_WORK TO DO_: Write out each of the following entries word for word.
━━━━━━━━━━━━━━━━━━━━━━━━━━━━━━
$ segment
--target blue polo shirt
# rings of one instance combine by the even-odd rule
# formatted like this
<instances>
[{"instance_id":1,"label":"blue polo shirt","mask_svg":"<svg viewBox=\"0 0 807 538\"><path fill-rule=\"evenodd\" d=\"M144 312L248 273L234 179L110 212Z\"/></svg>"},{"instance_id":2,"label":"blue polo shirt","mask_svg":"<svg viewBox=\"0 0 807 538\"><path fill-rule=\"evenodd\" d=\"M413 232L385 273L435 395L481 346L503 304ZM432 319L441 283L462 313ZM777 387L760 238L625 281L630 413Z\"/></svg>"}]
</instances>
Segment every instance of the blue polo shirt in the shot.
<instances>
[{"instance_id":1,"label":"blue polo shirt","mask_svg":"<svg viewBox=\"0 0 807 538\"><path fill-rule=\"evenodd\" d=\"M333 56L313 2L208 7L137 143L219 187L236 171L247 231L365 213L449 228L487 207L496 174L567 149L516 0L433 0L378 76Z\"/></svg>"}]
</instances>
━━━━━━━━━━━━━━━━━━━━━━━━━━━━━━
_ANSWER FOR THIS EXERCISE_:
$ segment
--target blue polo shirt
# rings of one instance combine by the even-odd rule
# formatted like this
<instances>
[{"instance_id":1,"label":"blue polo shirt","mask_svg":"<svg viewBox=\"0 0 807 538\"><path fill-rule=\"evenodd\" d=\"M144 312L248 273L234 179L110 212Z\"/></svg>"},{"instance_id":2,"label":"blue polo shirt","mask_svg":"<svg viewBox=\"0 0 807 538\"><path fill-rule=\"evenodd\" d=\"M413 232L385 273L435 395L481 346L503 304ZM432 319L441 283L462 313ZM777 387L760 238L625 281L630 413Z\"/></svg>"}]
</instances>
Segment every instance of the blue polo shirt in the shot.
<instances>
[{"instance_id":1,"label":"blue polo shirt","mask_svg":"<svg viewBox=\"0 0 807 538\"><path fill-rule=\"evenodd\" d=\"M333 56L313 2L208 7L137 143L219 187L236 171L247 231L365 213L449 228L487 207L496 174L567 149L516 0L433 0L378 76Z\"/></svg>"}]
</instances>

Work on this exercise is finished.